▸ What to work on: Show each line in the entries below that contains the word "fern".

▸ Data extract:
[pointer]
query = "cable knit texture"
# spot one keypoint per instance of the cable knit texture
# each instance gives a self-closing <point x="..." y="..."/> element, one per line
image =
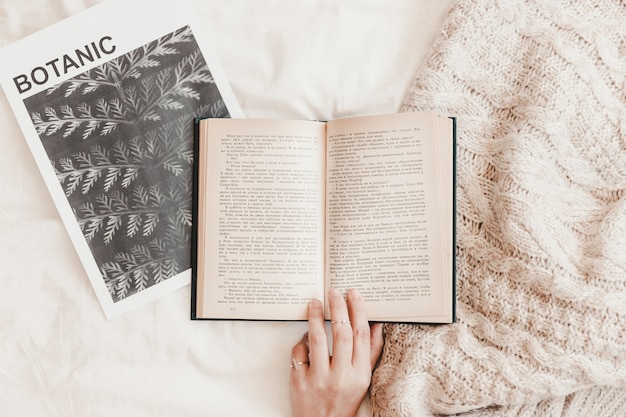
<point x="539" y="90"/>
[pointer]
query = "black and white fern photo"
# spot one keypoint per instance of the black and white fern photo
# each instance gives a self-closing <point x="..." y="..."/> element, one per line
<point x="120" y="138"/>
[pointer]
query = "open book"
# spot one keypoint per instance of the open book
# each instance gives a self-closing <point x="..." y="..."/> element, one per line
<point x="287" y="209"/>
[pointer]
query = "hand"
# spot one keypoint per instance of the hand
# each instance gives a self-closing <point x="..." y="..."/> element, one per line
<point x="334" y="386"/>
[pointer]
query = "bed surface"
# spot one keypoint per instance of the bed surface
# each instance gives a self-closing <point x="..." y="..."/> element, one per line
<point x="59" y="355"/>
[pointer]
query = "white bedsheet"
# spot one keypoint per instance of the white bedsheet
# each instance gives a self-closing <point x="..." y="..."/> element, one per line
<point x="59" y="356"/>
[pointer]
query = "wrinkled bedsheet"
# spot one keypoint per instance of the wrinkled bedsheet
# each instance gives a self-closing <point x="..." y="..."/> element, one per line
<point x="59" y="356"/>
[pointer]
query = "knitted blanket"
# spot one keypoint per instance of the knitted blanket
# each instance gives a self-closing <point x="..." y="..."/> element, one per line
<point x="539" y="89"/>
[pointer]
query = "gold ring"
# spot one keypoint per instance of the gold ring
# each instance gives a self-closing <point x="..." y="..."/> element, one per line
<point x="296" y="365"/>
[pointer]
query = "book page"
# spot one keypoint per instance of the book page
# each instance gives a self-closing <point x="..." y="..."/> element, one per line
<point x="263" y="225"/>
<point x="385" y="229"/>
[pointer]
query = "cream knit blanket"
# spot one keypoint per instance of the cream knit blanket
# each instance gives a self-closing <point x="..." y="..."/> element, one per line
<point x="539" y="89"/>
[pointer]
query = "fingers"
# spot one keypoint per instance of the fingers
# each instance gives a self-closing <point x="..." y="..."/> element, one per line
<point x="376" y="343"/>
<point x="300" y="353"/>
<point x="317" y="340"/>
<point x="341" y="329"/>
<point x="360" y="329"/>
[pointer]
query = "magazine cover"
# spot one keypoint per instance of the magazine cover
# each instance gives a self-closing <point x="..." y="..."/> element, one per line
<point x="106" y="100"/>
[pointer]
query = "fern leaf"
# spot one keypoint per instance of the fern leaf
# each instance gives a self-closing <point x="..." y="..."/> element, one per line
<point x="112" y="226"/>
<point x="184" y="217"/>
<point x="129" y="175"/>
<point x="84" y="110"/>
<point x="92" y="126"/>
<point x="140" y="279"/>
<point x="108" y="128"/>
<point x="120" y="152"/>
<point x="70" y="128"/>
<point x="113" y="173"/>
<point x="142" y="198"/>
<point x="91" y="177"/>
<point x="90" y="88"/>
<point x="72" y="182"/>
<point x="150" y="223"/>
<point x="134" y="225"/>
<point x="141" y="253"/>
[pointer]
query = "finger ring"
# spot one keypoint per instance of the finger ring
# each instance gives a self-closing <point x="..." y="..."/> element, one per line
<point x="296" y="365"/>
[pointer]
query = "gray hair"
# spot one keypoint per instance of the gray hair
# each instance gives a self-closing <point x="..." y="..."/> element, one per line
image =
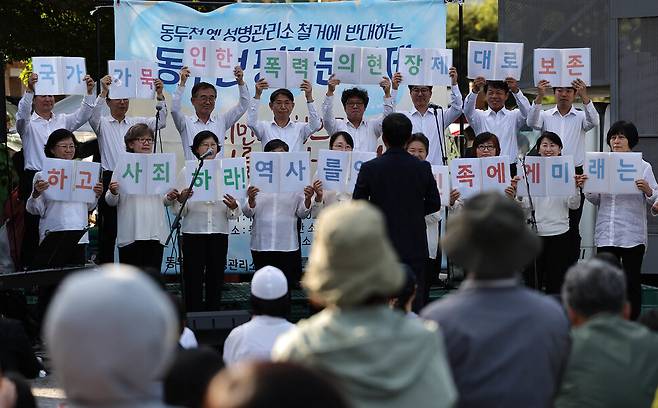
<point x="594" y="287"/>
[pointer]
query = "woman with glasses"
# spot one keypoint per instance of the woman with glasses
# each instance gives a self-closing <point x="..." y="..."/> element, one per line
<point x="621" y="219"/>
<point x="205" y="235"/>
<point x="141" y="229"/>
<point x="61" y="215"/>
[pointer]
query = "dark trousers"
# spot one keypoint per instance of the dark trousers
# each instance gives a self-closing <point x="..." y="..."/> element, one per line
<point x="552" y="263"/>
<point x="204" y="261"/>
<point x="631" y="262"/>
<point x="108" y="224"/>
<point x="30" y="222"/>
<point x="288" y="262"/>
<point x="146" y="254"/>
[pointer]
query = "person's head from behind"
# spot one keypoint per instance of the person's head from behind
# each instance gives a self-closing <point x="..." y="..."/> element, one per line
<point x="622" y="136"/>
<point x="352" y="262"/>
<point x="396" y="130"/>
<point x="61" y="144"/>
<point x="204" y="141"/>
<point x="139" y="139"/>
<point x="549" y="144"/>
<point x="420" y="96"/>
<point x="341" y="141"/>
<point x="111" y="333"/>
<point x="204" y="96"/>
<point x="490" y="238"/>
<point x="282" y="103"/>
<point x="486" y="144"/>
<point x="266" y="385"/>
<point x="496" y="93"/>
<point x="276" y="146"/>
<point x="594" y="287"/>
<point x="269" y="293"/>
<point x="418" y="146"/>
<point x="355" y="102"/>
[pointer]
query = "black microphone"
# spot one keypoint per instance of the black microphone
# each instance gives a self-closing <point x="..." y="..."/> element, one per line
<point x="208" y="152"/>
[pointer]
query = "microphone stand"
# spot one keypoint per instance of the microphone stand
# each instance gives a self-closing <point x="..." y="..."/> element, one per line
<point x="532" y="221"/>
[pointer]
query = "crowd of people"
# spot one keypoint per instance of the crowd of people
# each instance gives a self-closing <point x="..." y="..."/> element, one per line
<point x="375" y="340"/>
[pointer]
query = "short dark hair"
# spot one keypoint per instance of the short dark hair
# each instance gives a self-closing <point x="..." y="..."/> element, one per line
<point x="135" y="132"/>
<point x="502" y="85"/>
<point x="275" y="144"/>
<point x="396" y="129"/>
<point x="355" y="93"/>
<point x="282" y="91"/>
<point x="56" y="137"/>
<point x="201" y="86"/>
<point x="200" y="137"/>
<point x="487" y="137"/>
<point x="625" y="128"/>
<point x="419" y="137"/>
<point x="276" y="307"/>
<point x="345" y="135"/>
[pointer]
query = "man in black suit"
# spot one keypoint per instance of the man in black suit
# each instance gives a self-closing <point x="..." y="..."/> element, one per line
<point x="404" y="188"/>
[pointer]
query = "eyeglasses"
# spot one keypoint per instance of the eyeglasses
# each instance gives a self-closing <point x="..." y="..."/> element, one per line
<point x="485" y="148"/>
<point x="65" y="147"/>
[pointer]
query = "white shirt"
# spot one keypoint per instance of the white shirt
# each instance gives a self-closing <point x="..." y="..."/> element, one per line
<point x="274" y="220"/>
<point x="505" y="123"/>
<point x="254" y="340"/>
<point x="204" y="217"/>
<point x="552" y="213"/>
<point x="365" y="136"/>
<point x="571" y="127"/>
<point x="59" y="215"/>
<point x="111" y="132"/>
<point x="189" y="126"/>
<point x="34" y="130"/>
<point x="139" y="217"/>
<point x="621" y="220"/>
<point x="294" y="134"/>
<point x="426" y="124"/>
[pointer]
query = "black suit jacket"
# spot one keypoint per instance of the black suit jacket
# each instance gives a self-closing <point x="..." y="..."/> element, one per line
<point x="404" y="188"/>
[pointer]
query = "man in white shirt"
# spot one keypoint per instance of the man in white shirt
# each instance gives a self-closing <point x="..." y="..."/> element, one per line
<point x="204" y="96"/>
<point x="424" y="119"/>
<point x="364" y="132"/>
<point x="282" y="103"/>
<point x="571" y="125"/>
<point x="110" y="131"/>
<point x="270" y="304"/>
<point x="35" y="121"/>
<point x="497" y="119"/>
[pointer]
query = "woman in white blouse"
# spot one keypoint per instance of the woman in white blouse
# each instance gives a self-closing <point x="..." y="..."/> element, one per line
<point x="552" y="216"/>
<point x="141" y="230"/>
<point x="61" y="215"/>
<point x="205" y="236"/>
<point x="274" y="236"/>
<point x="621" y="220"/>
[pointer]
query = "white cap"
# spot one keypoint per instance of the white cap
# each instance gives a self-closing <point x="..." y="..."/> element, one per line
<point x="269" y="283"/>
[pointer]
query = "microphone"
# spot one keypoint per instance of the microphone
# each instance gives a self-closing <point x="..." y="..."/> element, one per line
<point x="208" y="152"/>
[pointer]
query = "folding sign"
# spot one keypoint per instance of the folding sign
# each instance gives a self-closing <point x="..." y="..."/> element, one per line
<point x="560" y="67"/>
<point x="211" y="59"/>
<point x="132" y="79"/>
<point x="139" y="173"/>
<point x="70" y="180"/>
<point x="495" y="61"/>
<point x="547" y="176"/>
<point x="442" y="177"/>
<point x="613" y="173"/>
<point x="60" y="75"/>
<point x="425" y="66"/>
<point x="333" y="169"/>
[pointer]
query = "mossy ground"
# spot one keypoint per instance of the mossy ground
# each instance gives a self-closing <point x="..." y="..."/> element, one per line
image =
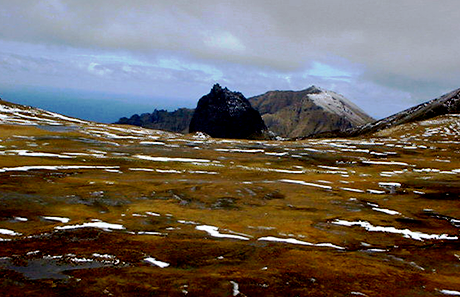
<point x="244" y="189"/>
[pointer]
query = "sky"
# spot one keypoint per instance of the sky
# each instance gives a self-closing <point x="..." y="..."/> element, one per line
<point x="111" y="58"/>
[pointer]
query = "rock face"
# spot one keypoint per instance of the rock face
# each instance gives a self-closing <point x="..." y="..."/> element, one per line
<point x="226" y="114"/>
<point x="176" y="121"/>
<point x="446" y="104"/>
<point x="311" y="111"/>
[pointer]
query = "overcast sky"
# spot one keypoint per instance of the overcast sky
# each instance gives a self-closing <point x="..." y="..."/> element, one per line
<point x="384" y="55"/>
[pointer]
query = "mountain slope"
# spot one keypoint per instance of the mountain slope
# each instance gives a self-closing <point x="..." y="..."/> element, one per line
<point x="176" y="121"/>
<point x="226" y="114"/>
<point x="307" y="112"/>
<point x="446" y="104"/>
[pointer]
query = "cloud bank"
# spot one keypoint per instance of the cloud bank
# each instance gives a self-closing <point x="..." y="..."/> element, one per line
<point x="370" y="50"/>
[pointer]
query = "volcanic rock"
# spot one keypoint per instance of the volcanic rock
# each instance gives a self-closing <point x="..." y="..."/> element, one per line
<point x="226" y="114"/>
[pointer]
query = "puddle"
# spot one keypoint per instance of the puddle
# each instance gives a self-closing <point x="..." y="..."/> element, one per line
<point x="57" y="128"/>
<point x="47" y="268"/>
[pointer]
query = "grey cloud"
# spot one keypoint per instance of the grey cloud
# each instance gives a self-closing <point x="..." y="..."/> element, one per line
<point x="405" y="48"/>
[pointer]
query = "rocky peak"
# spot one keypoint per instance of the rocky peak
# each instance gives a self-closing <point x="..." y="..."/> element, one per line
<point x="313" y="90"/>
<point x="226" y="114"/>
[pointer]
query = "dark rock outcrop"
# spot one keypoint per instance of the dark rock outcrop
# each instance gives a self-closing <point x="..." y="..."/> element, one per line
<point x="446" y="104"/>
<point x="311" y="111"/>
<point x="226" y="114"/>
<point x="176" y="121"/>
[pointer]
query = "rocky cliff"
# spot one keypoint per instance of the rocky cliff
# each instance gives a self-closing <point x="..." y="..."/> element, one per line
<point x="446" y="104"/>
<point x="307" y="112"/>
<point x="226" y="114"/>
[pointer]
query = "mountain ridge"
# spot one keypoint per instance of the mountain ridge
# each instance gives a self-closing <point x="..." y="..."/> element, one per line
<point x="294" y="114"/>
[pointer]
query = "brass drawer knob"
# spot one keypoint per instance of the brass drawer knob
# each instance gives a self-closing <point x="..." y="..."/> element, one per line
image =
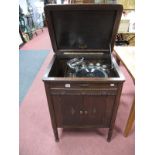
<point x="86" y="112"/>
<point x="81" y="112"/>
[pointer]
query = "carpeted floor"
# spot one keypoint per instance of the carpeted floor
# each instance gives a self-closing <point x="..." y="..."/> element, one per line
<point x="36" y="135"/>
<point x="29" y="65"/>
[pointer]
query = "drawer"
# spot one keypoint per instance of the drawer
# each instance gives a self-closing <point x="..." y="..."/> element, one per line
<point x="83" y="85"/>
<point x="85" y="91"/>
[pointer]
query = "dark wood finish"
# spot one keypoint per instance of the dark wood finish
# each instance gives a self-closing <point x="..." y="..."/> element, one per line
<point x="116" y="9"/>
<point x="82" y="102"/>
<point x="131" y="119"/>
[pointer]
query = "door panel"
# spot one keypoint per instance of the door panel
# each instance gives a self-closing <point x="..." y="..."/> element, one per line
<point x="75" y="110"/>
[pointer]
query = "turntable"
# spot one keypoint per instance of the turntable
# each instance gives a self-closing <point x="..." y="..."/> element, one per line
<point x="83" y="82"/>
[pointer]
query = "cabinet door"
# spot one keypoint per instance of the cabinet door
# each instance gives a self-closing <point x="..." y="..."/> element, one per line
<point x="76" y="110"/>
<point x="98" y="110"/>
<point x="67" y="109"/>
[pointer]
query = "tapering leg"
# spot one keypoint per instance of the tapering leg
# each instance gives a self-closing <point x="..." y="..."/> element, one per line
<point x="131" y="119"/>
<point x="56" y="135"/>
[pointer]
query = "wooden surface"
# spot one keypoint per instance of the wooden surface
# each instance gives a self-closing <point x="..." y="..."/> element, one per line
<point x="127" y="56"/>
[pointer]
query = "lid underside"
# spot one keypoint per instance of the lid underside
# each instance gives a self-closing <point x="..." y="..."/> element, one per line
<point x="83" y="27"/>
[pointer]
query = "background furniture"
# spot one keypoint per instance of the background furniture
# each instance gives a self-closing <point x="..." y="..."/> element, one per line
<point x="127" y="56"/>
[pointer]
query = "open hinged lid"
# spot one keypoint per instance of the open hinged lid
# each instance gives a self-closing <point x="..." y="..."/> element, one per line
<point x="83" y="27"/>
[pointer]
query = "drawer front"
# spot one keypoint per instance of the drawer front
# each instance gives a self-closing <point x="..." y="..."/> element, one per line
<point x="82" y="111"/>
<point x="84" y="91"/>
<point x="83" y="85"/>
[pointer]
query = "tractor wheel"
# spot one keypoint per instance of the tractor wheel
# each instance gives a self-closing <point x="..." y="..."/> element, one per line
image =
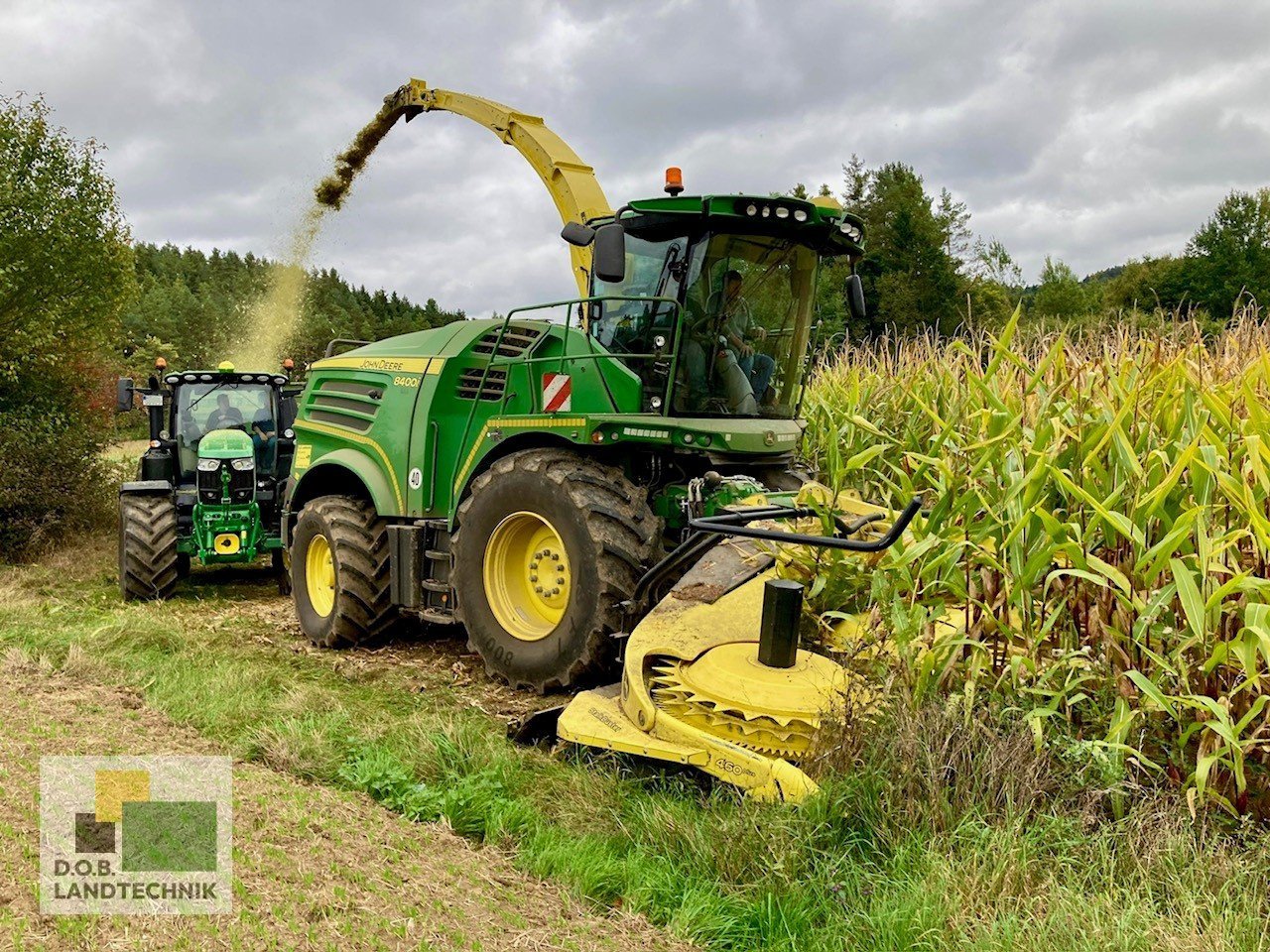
<point x="148" y="547"/>
<point x="339" y="572"/>
<point x="549" y="546"/>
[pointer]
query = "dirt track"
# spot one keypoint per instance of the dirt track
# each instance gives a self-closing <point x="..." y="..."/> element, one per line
<point x="314" y="867"/>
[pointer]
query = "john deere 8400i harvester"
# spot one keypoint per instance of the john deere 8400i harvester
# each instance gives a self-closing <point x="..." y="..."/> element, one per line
<point x="209" y="483"/>
<point x="545" y="479"/>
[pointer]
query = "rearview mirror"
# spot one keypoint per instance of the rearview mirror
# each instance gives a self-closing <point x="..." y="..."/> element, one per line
<point x="610" y="254"/>
<point x="123" y="395"/>
<point x="576" y="234"/>
<point x="856" y="298"/>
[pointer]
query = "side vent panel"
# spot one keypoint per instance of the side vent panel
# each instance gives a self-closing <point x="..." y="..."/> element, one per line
<point x="470" y="384"/>
<point x="516" y="340"/>
<point x="343" y="403"/>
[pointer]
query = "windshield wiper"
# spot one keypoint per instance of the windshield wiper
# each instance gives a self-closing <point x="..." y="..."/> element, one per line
<point x="203" y="397"/>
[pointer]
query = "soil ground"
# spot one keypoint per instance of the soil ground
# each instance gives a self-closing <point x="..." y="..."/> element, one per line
<point x="314" y="867"/>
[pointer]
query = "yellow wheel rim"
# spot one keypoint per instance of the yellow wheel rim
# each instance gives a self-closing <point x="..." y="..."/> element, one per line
<point x="527" y="576"/>
<point x="320" y="575"/>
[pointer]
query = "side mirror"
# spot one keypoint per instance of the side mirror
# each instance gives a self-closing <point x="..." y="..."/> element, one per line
<point x="123" y="395"/>
<point x="576" y="234"/>
<point x="856" y="298"/>
<point x="610" y="254"/>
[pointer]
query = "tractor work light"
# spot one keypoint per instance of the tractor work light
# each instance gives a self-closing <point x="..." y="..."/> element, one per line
<point x="674" y="180"/>
<point x="849" y="230"/>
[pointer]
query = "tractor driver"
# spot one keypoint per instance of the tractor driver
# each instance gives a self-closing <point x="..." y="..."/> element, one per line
<point x="264" y="434"/>
<point x="738" y="329"/>
<point x="225" y="416"/>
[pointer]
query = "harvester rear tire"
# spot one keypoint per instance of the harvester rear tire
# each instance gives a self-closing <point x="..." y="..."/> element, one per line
<point x="361" y="612"/>
<point x="148" y="547"/>
<point x="610" y="536"/>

▸ Answer to this problem:
query = "black and white fern photo"
# spot one keypoint per instance of the black and white fern photo
query = "fern leaf"
# spot one keypoint per instance of the fern leaf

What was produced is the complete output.